Saved entries
--------------------

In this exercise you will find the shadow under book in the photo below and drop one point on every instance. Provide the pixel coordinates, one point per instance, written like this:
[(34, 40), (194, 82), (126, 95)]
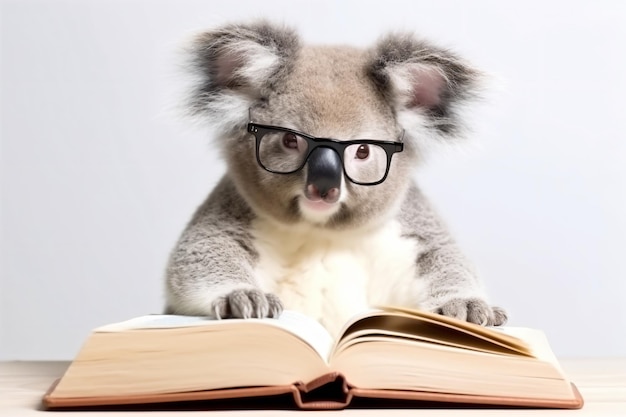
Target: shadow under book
[(387, 357)]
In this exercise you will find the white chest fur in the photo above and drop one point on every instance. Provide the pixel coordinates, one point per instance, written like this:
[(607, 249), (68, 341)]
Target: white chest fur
[(333, 275)]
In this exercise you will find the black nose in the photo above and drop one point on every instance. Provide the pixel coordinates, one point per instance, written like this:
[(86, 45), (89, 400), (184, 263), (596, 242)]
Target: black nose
[(324, 174)]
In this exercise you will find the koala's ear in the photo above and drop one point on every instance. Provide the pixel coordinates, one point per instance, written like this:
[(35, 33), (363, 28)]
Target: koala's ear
[(426, 85), (235, 65)]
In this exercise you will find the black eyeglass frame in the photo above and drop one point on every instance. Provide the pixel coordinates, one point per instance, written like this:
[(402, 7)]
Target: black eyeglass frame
[(390, 147)]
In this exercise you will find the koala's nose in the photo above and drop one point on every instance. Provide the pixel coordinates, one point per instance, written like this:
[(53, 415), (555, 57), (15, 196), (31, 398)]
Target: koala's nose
[(324, 172)]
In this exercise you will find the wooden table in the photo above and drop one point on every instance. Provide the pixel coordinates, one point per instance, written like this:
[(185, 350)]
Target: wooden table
[(602, 383)]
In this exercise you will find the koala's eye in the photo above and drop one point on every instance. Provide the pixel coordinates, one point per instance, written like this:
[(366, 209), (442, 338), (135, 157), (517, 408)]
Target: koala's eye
[(363, 152), (290, 141)]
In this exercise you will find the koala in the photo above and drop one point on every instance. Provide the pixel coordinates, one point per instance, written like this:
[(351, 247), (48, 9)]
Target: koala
[(318, 210)]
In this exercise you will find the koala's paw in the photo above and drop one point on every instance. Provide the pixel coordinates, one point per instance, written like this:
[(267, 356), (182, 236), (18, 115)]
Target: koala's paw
[(473, 310), (247, 303)]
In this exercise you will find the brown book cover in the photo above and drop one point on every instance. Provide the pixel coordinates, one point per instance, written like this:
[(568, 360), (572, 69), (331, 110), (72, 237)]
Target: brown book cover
[(329, 392)]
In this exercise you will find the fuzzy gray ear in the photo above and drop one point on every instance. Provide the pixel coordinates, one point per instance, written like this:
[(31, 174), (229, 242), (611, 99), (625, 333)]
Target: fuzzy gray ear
[(426, 85), (235, 65)]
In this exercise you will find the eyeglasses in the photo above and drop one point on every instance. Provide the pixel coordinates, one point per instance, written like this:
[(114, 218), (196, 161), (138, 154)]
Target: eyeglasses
[(284, 151)]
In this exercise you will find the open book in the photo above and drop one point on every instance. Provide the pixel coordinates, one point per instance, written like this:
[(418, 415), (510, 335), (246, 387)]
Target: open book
[(387, 353)]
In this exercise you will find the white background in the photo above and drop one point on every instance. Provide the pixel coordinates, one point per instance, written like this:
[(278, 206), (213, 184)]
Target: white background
[(98, 179)]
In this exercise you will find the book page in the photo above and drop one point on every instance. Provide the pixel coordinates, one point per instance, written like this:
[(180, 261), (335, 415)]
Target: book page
[(491, 335), (304, 327)]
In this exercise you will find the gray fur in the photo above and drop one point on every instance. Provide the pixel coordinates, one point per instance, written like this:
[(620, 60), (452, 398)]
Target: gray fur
[(336, 92)]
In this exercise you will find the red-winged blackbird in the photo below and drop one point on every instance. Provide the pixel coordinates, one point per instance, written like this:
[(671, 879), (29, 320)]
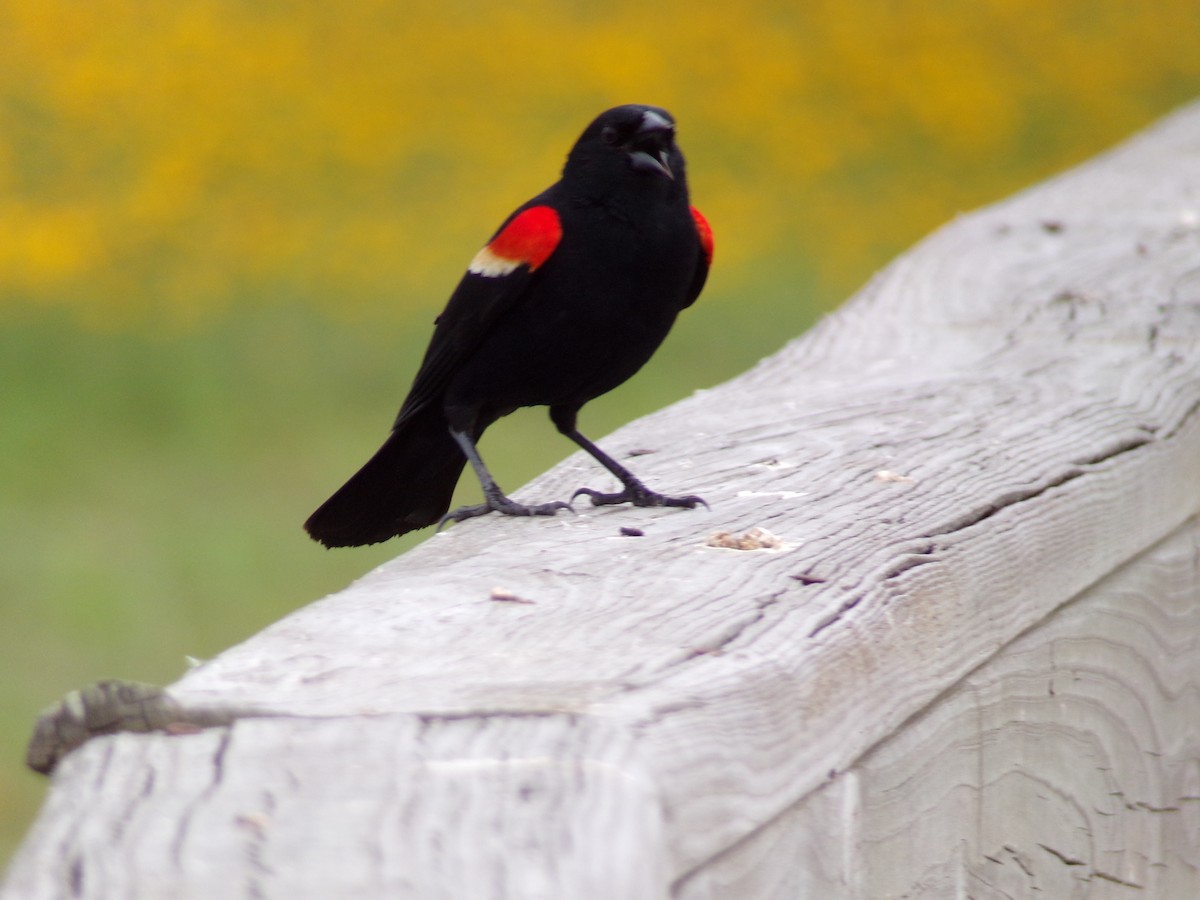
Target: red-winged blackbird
[(568, 299)]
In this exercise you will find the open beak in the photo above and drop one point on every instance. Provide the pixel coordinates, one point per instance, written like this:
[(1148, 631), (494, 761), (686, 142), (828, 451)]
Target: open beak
[(651, 148)]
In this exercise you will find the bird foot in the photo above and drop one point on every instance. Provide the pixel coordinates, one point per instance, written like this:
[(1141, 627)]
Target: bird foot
[(503, 505), (640, 496)]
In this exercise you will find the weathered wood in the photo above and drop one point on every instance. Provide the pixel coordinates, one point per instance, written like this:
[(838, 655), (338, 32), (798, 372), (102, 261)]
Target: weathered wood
[(885, 705)]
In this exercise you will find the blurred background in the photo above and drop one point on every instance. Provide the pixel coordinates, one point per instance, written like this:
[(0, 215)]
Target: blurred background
[(227, 226)]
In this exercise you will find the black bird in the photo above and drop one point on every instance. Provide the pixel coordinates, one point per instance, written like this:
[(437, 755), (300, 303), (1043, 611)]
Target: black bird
[(568, 299)]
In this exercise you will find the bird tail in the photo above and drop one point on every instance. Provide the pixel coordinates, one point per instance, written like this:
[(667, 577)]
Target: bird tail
[(407, 485)]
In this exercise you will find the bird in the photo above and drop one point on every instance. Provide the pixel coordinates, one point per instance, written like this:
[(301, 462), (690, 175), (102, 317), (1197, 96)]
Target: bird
[(570, 297)]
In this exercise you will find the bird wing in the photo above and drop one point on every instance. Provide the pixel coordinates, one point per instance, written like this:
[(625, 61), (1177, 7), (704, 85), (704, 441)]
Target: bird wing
[(705, 234), (496, 279)]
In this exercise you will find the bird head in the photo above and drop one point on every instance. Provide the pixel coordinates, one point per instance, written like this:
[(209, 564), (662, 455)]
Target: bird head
[(630, 138)]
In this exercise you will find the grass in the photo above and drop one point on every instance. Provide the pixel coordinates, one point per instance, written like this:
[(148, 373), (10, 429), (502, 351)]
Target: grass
[(155, 486)]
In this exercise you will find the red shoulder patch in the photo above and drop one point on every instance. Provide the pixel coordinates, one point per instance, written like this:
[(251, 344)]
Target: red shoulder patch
[(527, 240), (705, 232)]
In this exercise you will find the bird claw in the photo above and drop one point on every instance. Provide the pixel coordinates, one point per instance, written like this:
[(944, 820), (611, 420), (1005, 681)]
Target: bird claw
[(640, 496), (505, 507)]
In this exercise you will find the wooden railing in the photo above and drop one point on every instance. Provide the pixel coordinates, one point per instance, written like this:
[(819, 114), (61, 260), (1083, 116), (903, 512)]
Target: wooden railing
[(961, 657)]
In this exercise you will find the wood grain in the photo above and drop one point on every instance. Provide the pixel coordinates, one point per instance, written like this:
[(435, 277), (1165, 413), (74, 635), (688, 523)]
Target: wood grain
[(669, 718)]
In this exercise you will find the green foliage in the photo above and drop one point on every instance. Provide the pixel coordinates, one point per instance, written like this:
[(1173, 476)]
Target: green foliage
[(226, 226)]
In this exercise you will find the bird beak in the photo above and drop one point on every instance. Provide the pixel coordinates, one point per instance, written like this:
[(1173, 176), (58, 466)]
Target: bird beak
[(646, 162), (651, 155)]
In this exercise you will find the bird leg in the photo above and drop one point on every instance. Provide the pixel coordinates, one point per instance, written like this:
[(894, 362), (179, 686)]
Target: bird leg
[(635, 491), (495, 501)]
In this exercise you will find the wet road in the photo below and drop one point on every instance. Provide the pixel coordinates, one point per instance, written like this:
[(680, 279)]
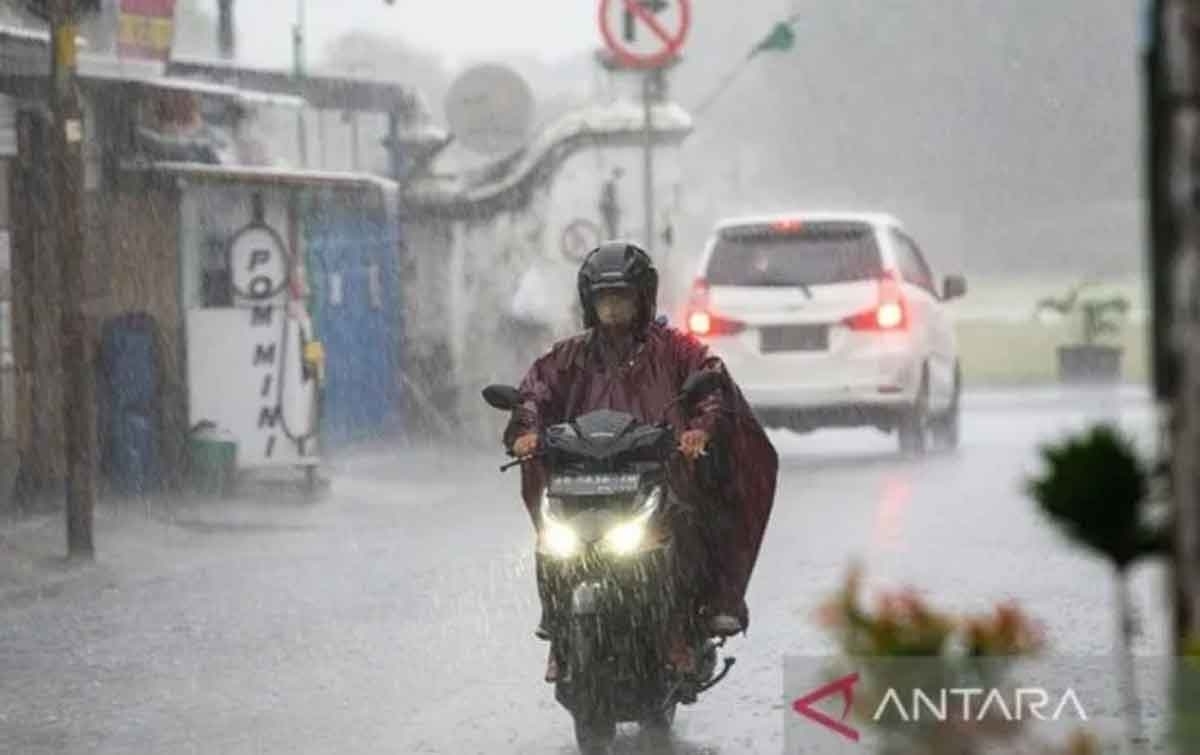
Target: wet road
[(396, 616)]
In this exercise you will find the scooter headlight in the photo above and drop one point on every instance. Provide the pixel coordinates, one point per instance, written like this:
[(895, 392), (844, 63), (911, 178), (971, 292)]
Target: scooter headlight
[(627, 538)]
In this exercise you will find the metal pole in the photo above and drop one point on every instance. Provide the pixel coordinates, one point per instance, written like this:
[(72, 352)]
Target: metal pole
[(226, 39), (357, 147), (298, 61), (648, 159), (78, 391)]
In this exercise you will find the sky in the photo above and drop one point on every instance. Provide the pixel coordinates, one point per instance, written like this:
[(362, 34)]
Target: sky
[(463, 31)]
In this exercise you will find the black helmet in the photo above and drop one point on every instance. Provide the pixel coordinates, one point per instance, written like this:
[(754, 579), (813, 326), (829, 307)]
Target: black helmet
[(619, 264)]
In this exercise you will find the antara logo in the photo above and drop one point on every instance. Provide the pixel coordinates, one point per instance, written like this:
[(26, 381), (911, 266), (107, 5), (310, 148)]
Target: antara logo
[(945, 705), (845, 687)]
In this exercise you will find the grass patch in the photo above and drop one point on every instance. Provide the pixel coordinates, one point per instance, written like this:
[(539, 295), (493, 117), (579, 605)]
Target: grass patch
[(1015, 353)]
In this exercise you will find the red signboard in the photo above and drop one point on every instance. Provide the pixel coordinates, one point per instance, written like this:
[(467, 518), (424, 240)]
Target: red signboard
[(147, 29), (645, 34)]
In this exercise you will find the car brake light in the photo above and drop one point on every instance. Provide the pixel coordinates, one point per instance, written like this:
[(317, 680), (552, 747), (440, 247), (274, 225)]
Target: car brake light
[(891, 313), (702, 323)]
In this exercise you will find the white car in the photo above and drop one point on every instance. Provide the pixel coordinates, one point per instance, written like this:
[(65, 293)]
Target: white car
[(833, 321)]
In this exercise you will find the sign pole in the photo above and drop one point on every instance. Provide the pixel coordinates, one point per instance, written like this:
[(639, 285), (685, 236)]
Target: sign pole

--------------------

● TASK
Starting at the beginning of the material and ending at the line that contains "[(387, 357)]", arrange those lines as a Markdown table with columns Row and Content, skipping blank lines. Leave the pictures out of the table.

● THE SOLUTION
| Row | Content |
|---|---|
| 1 | In this exercise you will find the shadow under book in the photo below and drop one point on every instance. Provide the pixel coordinates, one point per instance, written like this: |
| 2 | [(34, 40), (194, 82), (126, 95)] |
| 3 | Target: shadow under book |
| 4 | [(387, 357)] |